**Written instruction a**
Edit the passage on graph vocabulary from "And the forthcoming" up to and including "elements of graphs?", swapping "synonyms" for "aliases", and write that part out again.

**Source passage**
--

What’s in a Name? (aka Data Modeling What?)

Click to learn more about author Thomas Frisendal.

This is a summer special, on the lighter side, but addressing a simply overwhelming issue at times.

What Are You Talking About?

Sometimes the obvious is not that … obvious.

Many people know that I am on the graph-y side of the house. But explaining a simple matter like that is not that easy. Because it is not obvious what the obvious is.

It is about what we call things, and it is about overlapping contexts. The realm of the graphs really looks like a map of medieval Europe: small kingdoms and fiefdoms all over the place.

So, we want to talk about graphs. What do graphs consist of? Well, nodes and relationships between nodes with a sprinkle of properties on nodes and relationships, right? Hey, hey – stop a moment! Graphs consist of vertices and edges, claim people, who had university-level mathematics at some point of time. “Graph Theory Proper requires you to call them vertices and edges” is the mantra!

And the forthcoming Graph Query Language, GQL, will have both sets of names at the same time, as synonyms: Nodes = Vertices, Relationships = Edges.

How can people disagree on such simple issues about what to call the basic elements of graphs?

Let us dive into the evolution of the thingies in graph that represent a whereness (nodes and vertices) rather than a betweenness (relationships and edges).

Walking on the edge or maybe over it?

Graph Theory, 1736–1936

The section name above is the title of a book from 1976 (Clarendon Press) by Norman L. Biggs, E. Keith Lloyd and Robin J. Wilson. It is a mathematical history book, recommended to me by a math professor working with graph theory. And I investigated the vocabulary of graph mathematicians over 200 years – all references below are from this book.

--

**Written instruction b**
Collect every line of the listing that contains the string "below", treating uppercase and lowercase as different.

**Task data**

--

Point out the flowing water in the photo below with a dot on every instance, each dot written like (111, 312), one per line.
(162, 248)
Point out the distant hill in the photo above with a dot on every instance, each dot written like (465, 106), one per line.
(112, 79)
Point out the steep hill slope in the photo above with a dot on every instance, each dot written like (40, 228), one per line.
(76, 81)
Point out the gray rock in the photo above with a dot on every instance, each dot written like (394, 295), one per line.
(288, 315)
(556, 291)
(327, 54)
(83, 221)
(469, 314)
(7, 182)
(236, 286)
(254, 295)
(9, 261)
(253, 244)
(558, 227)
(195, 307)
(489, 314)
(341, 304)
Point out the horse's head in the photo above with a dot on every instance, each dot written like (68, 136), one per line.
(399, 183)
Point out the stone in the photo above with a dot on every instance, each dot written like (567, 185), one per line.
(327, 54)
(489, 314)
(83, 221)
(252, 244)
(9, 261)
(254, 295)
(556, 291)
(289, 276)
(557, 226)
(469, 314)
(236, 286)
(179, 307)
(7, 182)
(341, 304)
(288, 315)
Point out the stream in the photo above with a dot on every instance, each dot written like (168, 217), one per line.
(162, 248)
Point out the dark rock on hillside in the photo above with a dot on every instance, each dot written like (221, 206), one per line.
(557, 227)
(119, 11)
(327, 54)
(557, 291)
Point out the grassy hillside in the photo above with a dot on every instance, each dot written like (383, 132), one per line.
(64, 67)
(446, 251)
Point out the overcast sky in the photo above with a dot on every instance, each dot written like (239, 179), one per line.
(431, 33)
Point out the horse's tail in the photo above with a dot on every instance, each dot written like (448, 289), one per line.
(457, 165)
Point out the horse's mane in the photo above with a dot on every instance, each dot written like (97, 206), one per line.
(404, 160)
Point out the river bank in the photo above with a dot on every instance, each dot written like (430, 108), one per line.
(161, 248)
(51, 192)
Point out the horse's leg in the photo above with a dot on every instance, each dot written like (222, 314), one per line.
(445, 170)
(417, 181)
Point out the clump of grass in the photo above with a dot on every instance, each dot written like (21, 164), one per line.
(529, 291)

--

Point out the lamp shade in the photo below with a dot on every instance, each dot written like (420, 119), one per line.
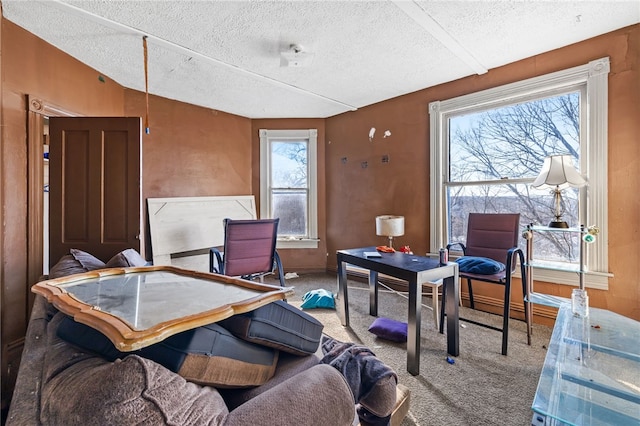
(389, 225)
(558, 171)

--

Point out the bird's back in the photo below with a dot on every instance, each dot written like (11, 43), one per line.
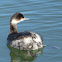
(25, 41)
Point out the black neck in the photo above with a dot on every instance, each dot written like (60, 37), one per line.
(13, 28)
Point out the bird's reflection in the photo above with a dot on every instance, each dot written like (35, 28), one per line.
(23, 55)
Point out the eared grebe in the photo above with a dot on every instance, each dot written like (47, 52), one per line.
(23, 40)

--

**Complete output a**
And the forthcoming Graph Query Language, GQL, will have both sets of names at the same time, as aliases: Nodes = Vertices, Relationships = Edges.

How can people disagree on such simple issues about what to call the basic elements of graphs?

**Complete output b**
Point out the flowing water in the photo below with a dot on every instance, each dot written like (111, 312), one per line.
Point out the lamp shade in the photo below with a dot on every instance, each dot written like (420, 119), one per line.
Point out the bird's back in the photo below with a dot on every instance, each dot written like (11, 43), one per line.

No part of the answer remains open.